[Object location annotation records]

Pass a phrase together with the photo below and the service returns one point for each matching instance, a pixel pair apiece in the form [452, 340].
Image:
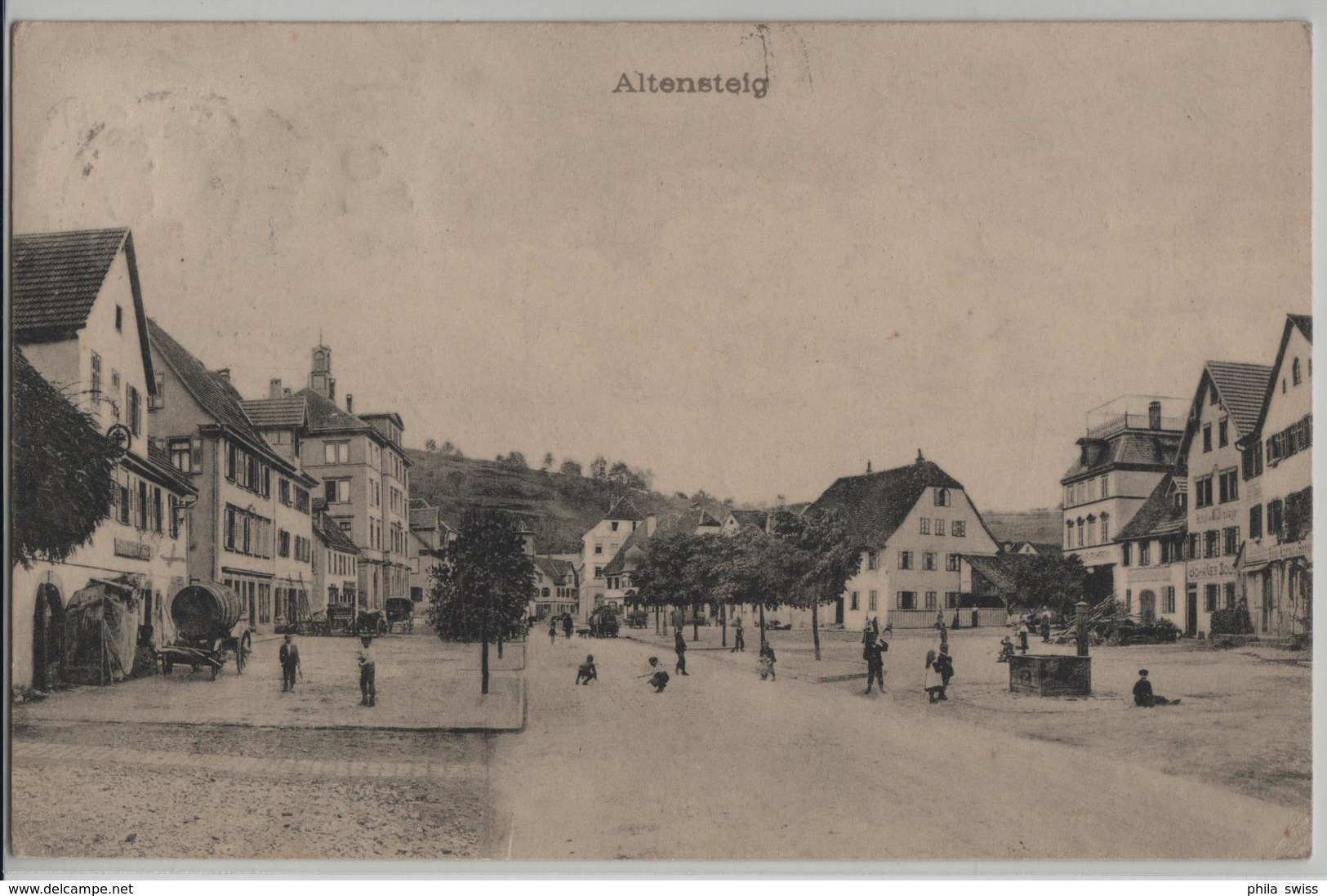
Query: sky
[948, 238]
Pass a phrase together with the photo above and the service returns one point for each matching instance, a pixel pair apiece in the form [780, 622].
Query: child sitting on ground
[657, 679]
[587, 673]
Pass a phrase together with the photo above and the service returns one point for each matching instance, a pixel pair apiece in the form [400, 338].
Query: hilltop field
[562, 507]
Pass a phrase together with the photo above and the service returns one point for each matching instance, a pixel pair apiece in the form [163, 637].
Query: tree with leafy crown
[482, 586]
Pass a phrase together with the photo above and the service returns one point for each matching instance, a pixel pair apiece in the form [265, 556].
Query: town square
[900, 469]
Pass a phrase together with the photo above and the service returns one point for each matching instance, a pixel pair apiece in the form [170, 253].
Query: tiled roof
[325, 417]
[1001, 570]
[1157, 515]
[1138, 448]
[555, 570]
[875, 505]
[1305, 324]
[332, 535]
[1242, 388]
[212, 390]
[56, 278]
[269, 413]
[428, 518]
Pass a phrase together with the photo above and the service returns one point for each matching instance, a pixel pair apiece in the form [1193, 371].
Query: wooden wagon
[210, 630]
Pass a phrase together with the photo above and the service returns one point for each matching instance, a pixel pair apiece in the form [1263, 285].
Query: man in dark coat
[945, 666]
[1142, 694]
[876, 664]
[290, 658]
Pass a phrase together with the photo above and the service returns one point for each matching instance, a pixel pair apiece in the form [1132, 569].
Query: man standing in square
[290, 664]
[367, 673]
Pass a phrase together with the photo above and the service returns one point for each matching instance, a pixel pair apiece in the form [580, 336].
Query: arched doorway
[1148, 607]
[48, 639]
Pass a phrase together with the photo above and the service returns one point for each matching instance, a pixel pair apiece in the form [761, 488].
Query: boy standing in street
[290, 664]
[367, 673]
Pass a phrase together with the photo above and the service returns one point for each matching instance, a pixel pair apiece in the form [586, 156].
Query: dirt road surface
[726, 766]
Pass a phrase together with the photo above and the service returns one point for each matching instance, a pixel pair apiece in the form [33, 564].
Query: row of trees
[802, 562]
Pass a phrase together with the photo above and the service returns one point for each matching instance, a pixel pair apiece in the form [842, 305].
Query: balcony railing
[1107, 426]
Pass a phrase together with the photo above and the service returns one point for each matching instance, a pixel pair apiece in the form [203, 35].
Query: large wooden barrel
[205, 611]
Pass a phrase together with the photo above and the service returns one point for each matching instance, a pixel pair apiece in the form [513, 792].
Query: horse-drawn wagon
[208, 630]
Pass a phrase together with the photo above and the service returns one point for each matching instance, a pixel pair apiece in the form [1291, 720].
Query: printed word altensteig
[649, 84]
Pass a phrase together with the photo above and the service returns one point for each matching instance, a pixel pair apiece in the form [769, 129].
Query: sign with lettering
[133, 550]
[1267, 552]
[1213, 570]
[1214, 515]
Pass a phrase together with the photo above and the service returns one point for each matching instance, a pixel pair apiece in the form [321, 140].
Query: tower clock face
[121, 437]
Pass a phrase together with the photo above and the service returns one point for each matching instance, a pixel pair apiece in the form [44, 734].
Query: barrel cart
[210, 630]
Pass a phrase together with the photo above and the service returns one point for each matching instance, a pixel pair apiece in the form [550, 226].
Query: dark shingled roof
[1242, 388]
[1138, 448]
[1001, 570]
[269, 413]
[1157, 515]
[56, 278]
[1305, 324]
[333, 537]
[555, 570]
[212, 392]
[875, 505]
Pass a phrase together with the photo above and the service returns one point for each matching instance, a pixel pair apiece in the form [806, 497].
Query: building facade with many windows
[1129, 445]
[250, 528]
[1225, 409]
[1277, 471]
[915, 524]
[80, 324]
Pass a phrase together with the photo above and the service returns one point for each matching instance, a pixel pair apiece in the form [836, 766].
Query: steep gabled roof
[1305, 324]
[55, 280]
[876, 505]
[1001, 570]
[212, 392]
[1241, 388]
[1157, 517]
[272, 413]
[325, 417]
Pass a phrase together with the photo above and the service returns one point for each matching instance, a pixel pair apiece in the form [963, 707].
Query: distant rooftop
[1164, 413]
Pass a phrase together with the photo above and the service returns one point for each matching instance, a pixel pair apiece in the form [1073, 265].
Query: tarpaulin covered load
[205, 611]
[101, 634]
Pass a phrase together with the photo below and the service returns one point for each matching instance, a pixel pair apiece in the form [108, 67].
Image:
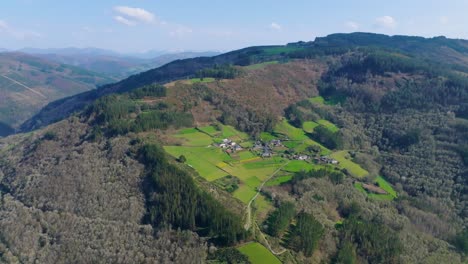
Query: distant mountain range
[114, 64]
[31, 78]
[27, 83]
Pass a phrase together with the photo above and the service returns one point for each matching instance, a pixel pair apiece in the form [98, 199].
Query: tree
[306, 235]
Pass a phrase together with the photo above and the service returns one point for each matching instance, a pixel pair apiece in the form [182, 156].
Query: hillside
[28, 83]
[112, 64]
[348, 149]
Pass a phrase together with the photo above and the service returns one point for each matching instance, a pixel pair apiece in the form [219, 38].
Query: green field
[260, 65]
[233, 134]
[258, 254]
[265, 136]
[382, 183]
[202, 159]
[210, 130]
[199, 80]
[328, 125]
[317, 100]
[309, 126]
[292, 132]
[279, 50]
[298, 165]
[246, 155]
[353, 168]
[212, 163]
[334, 100]
[300, 141]
[279, 180]
[194, 138]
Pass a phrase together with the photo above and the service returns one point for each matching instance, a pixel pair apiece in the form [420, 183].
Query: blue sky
[140, 25]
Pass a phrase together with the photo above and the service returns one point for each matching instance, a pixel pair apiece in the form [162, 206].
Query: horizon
[174, 51]
[140, 26]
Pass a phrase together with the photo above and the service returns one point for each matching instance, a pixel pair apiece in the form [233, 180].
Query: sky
[176, 25]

Task instructions |
Put every line of the records above into a numbered list, skipping any blank lines and leaving out the pictures.

Result of the exercise |
1. Pass a phrase together with the photo below and the service returns one point for each matching instance, a pixel pair apiece in the form [452, 340].
2. Image:
3. Query: sky
4. [948, 238]
5. Pass a phrase together with the photo above and the service returns one point for each matching instance, a pixel pair apiece in the form [780, 622].
6. Query: child sitting on ground
7. [657, 679]
8. [587, 673]
9. Pass a phrase together with the photo above and the service returns one point for each matching instance, a pixel pair apiece in the form [400, 338].
10. Query: hilltop field
11. [562, 507]
12. Pass a phrase together with the photo above and the service returns one point for each matching instance, a pixel pair apiece in the form [163, 637].
13. Query: tree with leafy crown
14. [482, 586]
15. Pass a phrase together with the photo above and the service returns one point for each matching instance, a pixel pair apiece in the form [265, 556].
16. Query: town square
17. [900, 469]
18. Pass a phrase together with the photo above and the service returns one point for each matching instance, a pixel pair apiece in the form [170, 253].
19. Query: tiled roof
20. [325, 417]
21. [1001, 570]
22. [1157, 515]
23. [1138, 448]
24. [555, 570]
25. [875, 505]
26. [1305, 324]
27. [332, 535]
28. [1242, 388]
29. [212, 390]
30. [56, 278]
31. [269, 413]
32. [428, 518]
33. Pass a phrase together with the photo above and the service returns one point for each matching instance, a pixel pair apiece in the form [1193, 371].
34. Query: wooden wagon
35. [210, 630]
36. Pass a phrase together with the photo above and the service returns one point for each matching instance, a pixel pair apiece in the form [1263, 285].
37. Query: man in dark coat
38. [945, 666]
39. [1142, 694]
40. [876, 664]
41. [290, 658]
42. Pass a phrase together with the photo above and the service returns one point for each matching instance, a pixel pair apiece in the form [1132, 569].
43. Query: man standing in square
44. [290, 664]
45. [367, 673]
46. Pass a phrase together with the photo above and the service returns one point for each matching instance, a pixel pair apiece in the form [580, 336].
47. Query: arched doorway
48. [1148, 607]
49. [48, 639]
50. Pass a phrase together with the photo above and the service returns one point for each matching instance, a pixel pair apiece in the form [761, 488].
51. Query: boy standing in street
52. [290, 664]
53. [367, 673]
54. Pass a phrase together with the photo above and the service returns one point for each matching instance, a pixel pair apiece in the form [586, 156].
55. Query: dirt road surface
56. [726, 766]
57. Pass a phrase together with the photo above and the service returns one point for each matching instance, a pixel pair apiece in the form [33, 564].
58. Query: row of trees
59. [802, 562]
60. Pass a phrase together with the photo above and the service returns one point for each matching instance, a pixel pair apiece in the form [842, 305].
61. Query: balcony railing
62. [1107, 426]
63. Pass a phrase together with the photo above and the service returns one point for each matching instance, a pixel pair apiece in the form [203, 35].
64. Query: large wooden barrel
65. [205, 611]
66. Pass a phrase together with the photo above and the service returns one point for each matching instance, a pixel pair apiece in the form [513, 792].
67. Query: horse-drawn wagon
68. [208, 630]
69. Pass a phrase together with the photo above and the service returns one point for each matching instance, a pixel pair apiece in the form [1291, 720].
70. Query: printed word altensteig
71. [649, 84]
72. Pass a phrase together with the photo above and the service returns one point for each matching instance, a pixel pair apiece in the form [769, 129].
73. Query: sign with lettering
74. [133, 550]
75. [1267, 552]
76. [1213, 570]
77. [1214, 515]
78. Pass a phrase together with the photo above and the service returns one point for each matching instance, a pixel pair apiece in the form [321, 140].
79. Query: tower clock face
80. [121, 437]
81. Pass a phrase together with the photo above and the service returns one point for each matching instance, a pixel pair apiece in the form [44, 734].
82. Query: barrel cart
83. [210, 630]
84. Pass a phrase together with the photo above and the service returns one point for each matching instance, a pixel pair apiece in the form [550, 226].
85. Query: dark shingled roof
86. [1242, 388]
87. [1138, 448]
88. [1001, 570]
89. [269, 413]
90. [1157, 515]
91. [56, 278]
92. [1305, 324]
93. [333, 537]
94. [555, 570]
95. [212, 392]
96. [875, 505]
97. Pass a phrase together with the photo above and the service returns one point for each matching instance, a pixel pair apiece in the form [806, 497].
98. Query: building facade with many windows
99. [1129, 445]
100. [250, 528]
101. [1225, 409]
102. [1277, 471]
103. [915, 524]
104. [80, 324]
105. Pass a phrase together with the photo above and the service returns one point for each matching instance, a pixel pair apiece in the form [836, 766].
106. Query: steep gabled roof
107. [1305, 324]
108. [55, 280]
109. [876, 505]
110. [1001, 570]
111. [212, 392]
112. [1241, 388]
113. [1157, 517]
114. [272, 413]
115. [325, 417]
116. Pass a phrase together with the photo above and the service returns one point for each matching instance, a pixel pair apiece in the form [963, 707].
117. Query: distant rooftop
118. [1164, 413]
119. Pass a phrase together with the photo above and the service returns one point for each matching instance, a pixel pair apiece in the form [1073, 265].
120. Query: tarpaulin covered load
121. [205, 611]
122. [101, 634]
123. Pass a phrase together with the photo below and the service returns one point for each matching instance, a pixel pair apiece in the form [108, 67].
124. Image:
125. Query: distant mountain range
126. [114, 64]
127. [31, 78]
128. [27, 83]
129. Pass a phrase together with the photo above and the service returns one point for each matching instance, a pixel pair apiece in the form [98, 199].
130. Query: tree
131. [306, 235]
132. Pass a phrase together with the photo above and the service returns one point for each matching instance, a pixel pair apiece in the form [182, 156].
133. Query: hillside
134. [28, 83]
135. [112, 64]
136. [348, 149]
137. Pass a phrase together with the photo above and the service returns one point for each matching instance, a pixel pair apiece in the form [219, 38].
138. Query: green field
139. [260, 65]
140. [233, 134]
141. [258, 254]
142. [265, 136]
143. [382, 183]
144. [202, 159]
145. [210, 130]
146. [199, 80]
147. [328, 125]
148. [317, 100]
149. [309, 126]
150. [292, 132]
151. [279, 50]
152. [298, 165]
153. [246, 155]
154. [353, 168]
155. [212, 163]
156. [334, 100]
157. [300, 141]
158. [279, 180]
159. [194, 138]
160. Pass a phrase together with the photo above and the service returns one point for each matching instance, a pixel pair apiece in the form [420, 183].
161. Query: blue sky
162. [140, 25]
163. Pass a phrase together with the photo above and the service returns one point for each matching instance, a pixel pair apiece in the form [162, 206].
164. Query: horizon
165. [174, 51]
166. [140, 26]
167. Pass a phrase together with the photo above and the service returns one point for each matching instance, a pixel pair apiece in the form [233, 180].
168. Query: sky
169. [176, 25]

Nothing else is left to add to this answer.